→ **Task description**:
For the word "below", state how many lines of the data include it. Respond with the number only.

::::::

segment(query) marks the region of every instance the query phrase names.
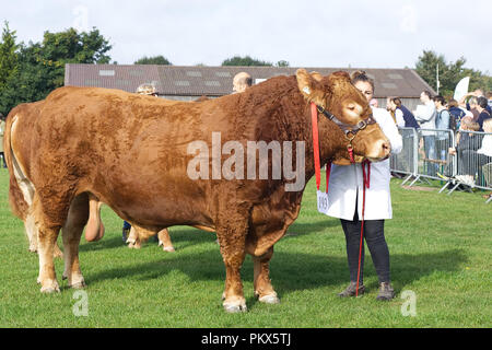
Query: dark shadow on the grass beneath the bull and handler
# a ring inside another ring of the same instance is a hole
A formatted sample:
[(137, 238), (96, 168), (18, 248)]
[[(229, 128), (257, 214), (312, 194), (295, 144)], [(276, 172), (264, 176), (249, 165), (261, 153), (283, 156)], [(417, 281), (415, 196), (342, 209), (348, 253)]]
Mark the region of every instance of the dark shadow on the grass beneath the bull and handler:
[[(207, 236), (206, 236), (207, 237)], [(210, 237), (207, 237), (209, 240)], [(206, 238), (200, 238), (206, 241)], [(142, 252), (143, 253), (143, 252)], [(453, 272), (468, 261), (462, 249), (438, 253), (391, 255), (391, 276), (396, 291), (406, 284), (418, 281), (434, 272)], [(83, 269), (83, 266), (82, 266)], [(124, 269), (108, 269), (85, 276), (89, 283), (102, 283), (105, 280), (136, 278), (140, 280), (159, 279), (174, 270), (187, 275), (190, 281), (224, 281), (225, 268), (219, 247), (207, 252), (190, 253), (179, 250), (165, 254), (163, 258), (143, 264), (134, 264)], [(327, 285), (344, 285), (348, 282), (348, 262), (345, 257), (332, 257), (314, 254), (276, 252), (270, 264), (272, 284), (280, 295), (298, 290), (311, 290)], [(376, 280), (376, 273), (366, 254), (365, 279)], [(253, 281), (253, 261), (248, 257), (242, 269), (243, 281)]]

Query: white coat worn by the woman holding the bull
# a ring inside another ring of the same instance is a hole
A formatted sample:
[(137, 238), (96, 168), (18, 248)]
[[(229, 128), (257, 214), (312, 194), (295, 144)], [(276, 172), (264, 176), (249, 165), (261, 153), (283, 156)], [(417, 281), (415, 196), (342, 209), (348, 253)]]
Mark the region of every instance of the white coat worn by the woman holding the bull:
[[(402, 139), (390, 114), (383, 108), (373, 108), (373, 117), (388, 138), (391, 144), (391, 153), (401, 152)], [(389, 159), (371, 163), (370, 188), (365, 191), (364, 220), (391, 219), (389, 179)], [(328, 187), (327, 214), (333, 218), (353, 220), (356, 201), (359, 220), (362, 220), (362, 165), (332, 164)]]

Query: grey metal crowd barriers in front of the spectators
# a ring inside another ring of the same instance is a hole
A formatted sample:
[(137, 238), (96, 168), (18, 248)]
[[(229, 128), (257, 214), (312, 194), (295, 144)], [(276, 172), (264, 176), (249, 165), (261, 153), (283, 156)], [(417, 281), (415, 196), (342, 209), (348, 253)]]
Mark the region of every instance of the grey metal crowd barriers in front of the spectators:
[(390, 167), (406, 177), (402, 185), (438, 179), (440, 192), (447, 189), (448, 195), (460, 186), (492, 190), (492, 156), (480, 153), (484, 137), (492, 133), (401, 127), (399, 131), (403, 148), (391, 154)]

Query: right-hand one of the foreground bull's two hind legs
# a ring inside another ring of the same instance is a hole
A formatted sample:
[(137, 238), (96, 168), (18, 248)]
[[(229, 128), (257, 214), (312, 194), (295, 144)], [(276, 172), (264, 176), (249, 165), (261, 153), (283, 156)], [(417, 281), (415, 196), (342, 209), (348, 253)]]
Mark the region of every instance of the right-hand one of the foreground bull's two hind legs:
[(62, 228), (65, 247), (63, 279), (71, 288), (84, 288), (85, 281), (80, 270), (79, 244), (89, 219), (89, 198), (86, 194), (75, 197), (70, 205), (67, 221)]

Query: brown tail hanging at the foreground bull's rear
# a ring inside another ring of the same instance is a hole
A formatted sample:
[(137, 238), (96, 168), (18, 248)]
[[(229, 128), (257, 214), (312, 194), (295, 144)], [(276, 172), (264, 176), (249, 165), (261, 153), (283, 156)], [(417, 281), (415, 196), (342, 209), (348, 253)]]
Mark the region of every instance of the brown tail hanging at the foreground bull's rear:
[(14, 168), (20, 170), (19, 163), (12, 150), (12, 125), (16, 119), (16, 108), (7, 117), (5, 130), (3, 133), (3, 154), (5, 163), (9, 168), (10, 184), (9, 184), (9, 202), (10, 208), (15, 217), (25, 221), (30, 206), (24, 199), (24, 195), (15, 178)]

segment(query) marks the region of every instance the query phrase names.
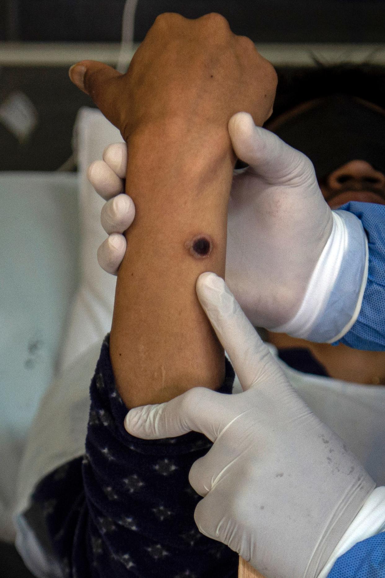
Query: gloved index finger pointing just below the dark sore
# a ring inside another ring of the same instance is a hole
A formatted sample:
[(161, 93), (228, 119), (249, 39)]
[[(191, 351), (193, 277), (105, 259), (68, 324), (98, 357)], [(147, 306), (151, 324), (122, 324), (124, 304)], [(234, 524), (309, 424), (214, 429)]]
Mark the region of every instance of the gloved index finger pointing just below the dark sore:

::::::

→ **Exercise answer**:
2